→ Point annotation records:
____________

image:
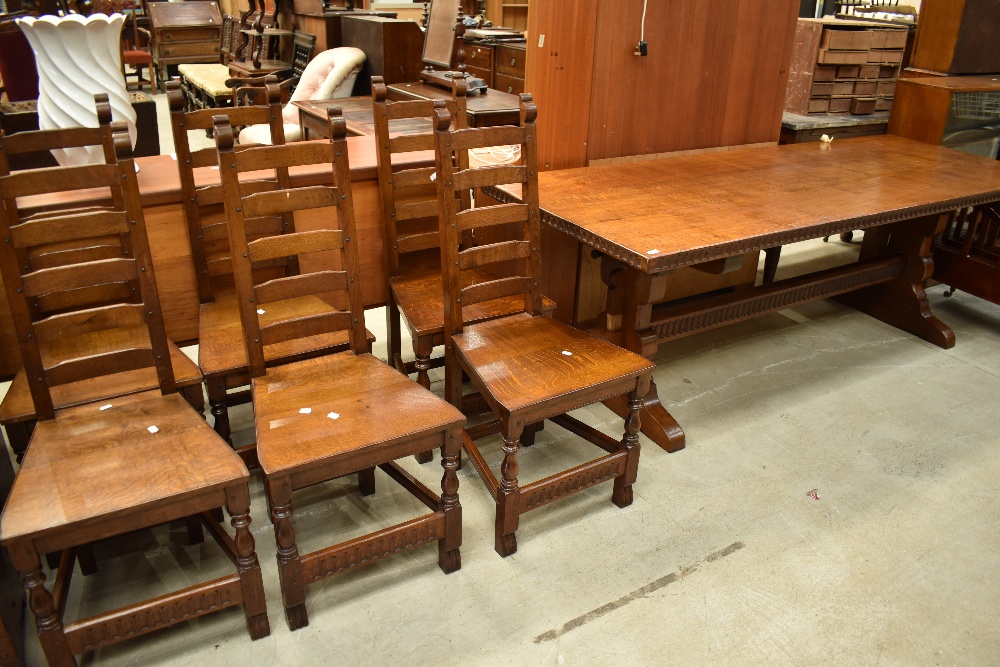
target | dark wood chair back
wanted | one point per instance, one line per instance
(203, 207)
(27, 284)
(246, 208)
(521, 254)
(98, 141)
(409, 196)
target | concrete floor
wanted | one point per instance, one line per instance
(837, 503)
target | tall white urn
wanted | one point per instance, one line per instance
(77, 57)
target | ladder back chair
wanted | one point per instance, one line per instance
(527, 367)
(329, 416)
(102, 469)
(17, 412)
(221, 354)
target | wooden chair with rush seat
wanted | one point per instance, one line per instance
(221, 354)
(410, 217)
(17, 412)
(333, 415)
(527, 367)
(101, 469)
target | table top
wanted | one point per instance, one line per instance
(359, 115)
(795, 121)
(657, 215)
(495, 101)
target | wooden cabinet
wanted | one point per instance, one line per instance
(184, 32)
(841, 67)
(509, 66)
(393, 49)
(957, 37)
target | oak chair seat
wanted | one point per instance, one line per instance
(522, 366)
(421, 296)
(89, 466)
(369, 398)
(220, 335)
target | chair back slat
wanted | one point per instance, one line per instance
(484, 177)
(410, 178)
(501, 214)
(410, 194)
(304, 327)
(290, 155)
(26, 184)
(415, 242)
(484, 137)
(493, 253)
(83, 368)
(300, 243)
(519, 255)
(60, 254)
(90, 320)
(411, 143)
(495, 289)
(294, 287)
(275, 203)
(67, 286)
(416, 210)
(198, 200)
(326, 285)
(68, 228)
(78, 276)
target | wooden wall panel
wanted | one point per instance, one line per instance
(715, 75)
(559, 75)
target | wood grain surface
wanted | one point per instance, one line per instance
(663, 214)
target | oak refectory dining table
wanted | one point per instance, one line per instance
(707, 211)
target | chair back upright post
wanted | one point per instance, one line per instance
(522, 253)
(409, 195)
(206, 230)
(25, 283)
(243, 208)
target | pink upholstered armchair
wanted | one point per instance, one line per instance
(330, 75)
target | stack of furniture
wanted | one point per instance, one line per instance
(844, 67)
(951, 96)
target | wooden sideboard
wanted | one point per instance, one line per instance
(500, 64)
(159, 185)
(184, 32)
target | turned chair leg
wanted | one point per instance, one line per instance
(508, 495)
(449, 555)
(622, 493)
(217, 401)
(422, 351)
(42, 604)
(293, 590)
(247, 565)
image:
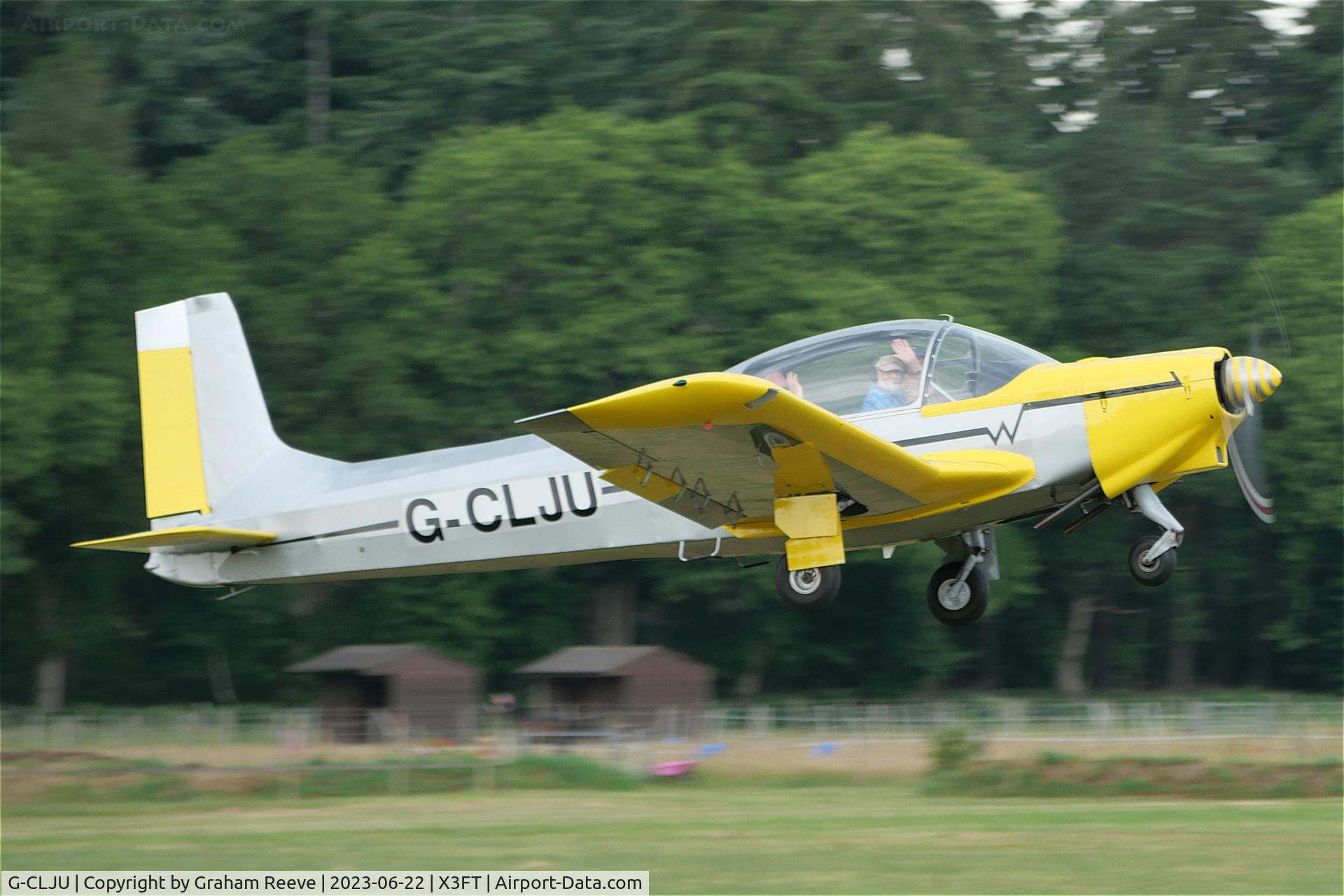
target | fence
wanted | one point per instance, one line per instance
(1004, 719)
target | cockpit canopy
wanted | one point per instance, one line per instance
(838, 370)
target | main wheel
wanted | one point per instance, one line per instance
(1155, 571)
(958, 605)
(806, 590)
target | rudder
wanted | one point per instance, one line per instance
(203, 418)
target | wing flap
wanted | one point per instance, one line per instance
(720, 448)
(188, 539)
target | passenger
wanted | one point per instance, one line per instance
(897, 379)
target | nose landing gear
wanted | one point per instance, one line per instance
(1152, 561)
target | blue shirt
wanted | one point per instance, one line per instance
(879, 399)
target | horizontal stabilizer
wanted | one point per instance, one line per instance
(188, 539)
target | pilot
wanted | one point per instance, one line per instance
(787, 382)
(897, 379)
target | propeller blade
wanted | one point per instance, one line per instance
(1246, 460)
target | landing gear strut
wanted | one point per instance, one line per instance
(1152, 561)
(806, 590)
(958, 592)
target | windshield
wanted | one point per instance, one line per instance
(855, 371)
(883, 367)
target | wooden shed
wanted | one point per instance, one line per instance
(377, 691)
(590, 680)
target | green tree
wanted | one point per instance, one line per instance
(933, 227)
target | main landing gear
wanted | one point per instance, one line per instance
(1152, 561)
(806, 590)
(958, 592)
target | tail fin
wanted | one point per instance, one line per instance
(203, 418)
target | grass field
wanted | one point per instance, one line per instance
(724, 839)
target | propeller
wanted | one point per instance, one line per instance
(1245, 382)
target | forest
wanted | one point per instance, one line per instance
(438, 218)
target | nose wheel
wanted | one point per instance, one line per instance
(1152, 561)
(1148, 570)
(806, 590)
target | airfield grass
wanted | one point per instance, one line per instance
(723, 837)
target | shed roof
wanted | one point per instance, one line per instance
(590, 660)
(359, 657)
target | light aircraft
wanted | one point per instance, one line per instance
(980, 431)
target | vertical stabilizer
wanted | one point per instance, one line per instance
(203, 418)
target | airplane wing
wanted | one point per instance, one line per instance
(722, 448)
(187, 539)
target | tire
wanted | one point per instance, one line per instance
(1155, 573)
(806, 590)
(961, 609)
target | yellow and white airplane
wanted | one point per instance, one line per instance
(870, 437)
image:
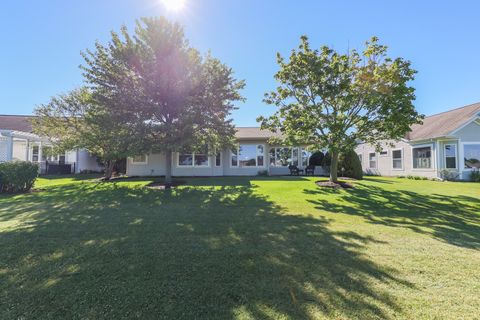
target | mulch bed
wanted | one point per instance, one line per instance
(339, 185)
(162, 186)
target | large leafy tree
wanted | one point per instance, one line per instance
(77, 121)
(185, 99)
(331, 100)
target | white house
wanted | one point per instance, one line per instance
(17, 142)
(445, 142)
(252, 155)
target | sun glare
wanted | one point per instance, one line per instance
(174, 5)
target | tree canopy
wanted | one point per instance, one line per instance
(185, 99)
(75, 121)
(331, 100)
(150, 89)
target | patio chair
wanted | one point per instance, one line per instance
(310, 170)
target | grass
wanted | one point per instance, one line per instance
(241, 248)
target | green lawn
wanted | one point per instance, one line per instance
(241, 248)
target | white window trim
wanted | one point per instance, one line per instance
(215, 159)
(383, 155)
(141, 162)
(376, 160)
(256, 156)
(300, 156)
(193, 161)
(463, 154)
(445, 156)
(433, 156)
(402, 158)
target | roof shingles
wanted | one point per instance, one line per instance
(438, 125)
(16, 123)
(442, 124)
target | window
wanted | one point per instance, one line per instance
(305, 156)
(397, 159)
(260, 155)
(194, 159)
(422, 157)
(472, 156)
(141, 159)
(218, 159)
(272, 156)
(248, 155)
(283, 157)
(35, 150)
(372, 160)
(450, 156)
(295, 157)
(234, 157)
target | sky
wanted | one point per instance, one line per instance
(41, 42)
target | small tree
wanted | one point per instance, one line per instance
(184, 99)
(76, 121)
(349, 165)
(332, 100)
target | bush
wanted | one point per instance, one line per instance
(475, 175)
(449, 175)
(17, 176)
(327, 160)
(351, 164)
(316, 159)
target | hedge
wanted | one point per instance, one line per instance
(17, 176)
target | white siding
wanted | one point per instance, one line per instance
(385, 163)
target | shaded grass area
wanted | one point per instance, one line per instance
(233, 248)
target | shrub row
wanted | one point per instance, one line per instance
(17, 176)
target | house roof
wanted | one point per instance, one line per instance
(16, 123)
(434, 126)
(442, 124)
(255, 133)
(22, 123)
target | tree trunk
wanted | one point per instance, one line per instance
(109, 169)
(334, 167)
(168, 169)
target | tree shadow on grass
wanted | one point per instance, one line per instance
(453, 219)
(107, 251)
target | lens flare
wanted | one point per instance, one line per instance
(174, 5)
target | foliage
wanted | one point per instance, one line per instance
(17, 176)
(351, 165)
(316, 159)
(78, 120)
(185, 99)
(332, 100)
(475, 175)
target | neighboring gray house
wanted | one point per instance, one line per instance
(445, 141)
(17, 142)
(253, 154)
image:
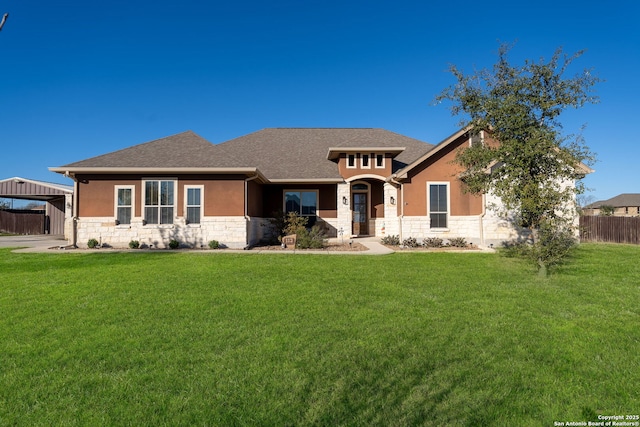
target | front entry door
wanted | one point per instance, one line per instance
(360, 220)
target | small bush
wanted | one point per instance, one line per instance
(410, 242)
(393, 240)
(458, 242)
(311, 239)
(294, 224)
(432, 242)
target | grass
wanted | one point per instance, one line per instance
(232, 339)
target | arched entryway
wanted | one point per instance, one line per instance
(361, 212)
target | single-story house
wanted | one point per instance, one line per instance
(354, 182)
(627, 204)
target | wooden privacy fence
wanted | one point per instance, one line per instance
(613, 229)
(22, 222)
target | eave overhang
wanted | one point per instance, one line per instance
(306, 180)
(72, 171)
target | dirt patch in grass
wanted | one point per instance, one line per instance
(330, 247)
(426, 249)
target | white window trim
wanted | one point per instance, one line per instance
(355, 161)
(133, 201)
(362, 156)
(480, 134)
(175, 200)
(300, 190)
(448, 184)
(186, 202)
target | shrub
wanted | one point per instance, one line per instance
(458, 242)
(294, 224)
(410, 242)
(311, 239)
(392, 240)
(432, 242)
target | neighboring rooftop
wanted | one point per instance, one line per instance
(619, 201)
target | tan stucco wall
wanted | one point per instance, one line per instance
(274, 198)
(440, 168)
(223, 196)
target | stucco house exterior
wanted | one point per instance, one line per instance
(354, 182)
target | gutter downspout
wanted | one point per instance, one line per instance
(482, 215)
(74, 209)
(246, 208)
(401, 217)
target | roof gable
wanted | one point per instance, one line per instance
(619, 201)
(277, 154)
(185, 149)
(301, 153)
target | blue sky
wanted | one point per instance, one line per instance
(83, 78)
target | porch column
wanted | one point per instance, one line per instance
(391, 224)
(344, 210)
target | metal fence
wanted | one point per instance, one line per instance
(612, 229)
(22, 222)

____________

→ INSTRUCTIONS FOR THE TASK:
Convert the stretch of the records from the line containing "target | main wheel" through the line containing "(1246, 460)" into a numbered list, leaving out any blank lines.

→ RESPONSE TO THE TASK:
1. target | main wheel
2. wanted | one point per instance, one line per instance
3. (1155, 571)
4. (958, 605)
5. (806, 590)
6. target | rudder
7. wanted | one point per instance, one line per instance
8. (203, 418)
9. target | wing flap
10. wanted | one point per instance, one line per instance
11. (720, 448)
12. (188, 539)
13. target | passenger
14. wanted | one point per instance, one line per instance
15. (897, 379)
16. target | nose landing gear
17. wanted | one point per instance, one line per instance
18. (1152, 561)
19. target | blue shirt
20. wanted | one point per instance, one line per instance
21. (879, 399)
22. target | horizontal stabilizer
23. wanted | one point per instance, one line per instance
24. (188, 539)
25. target | pilot
26. wanted | one point per instance, one line per instance
27. (787, 382)
28. (897, 379)
29. target | propeller blade
30. wanted | one point per instance, one line per instance
31. (1246, 460)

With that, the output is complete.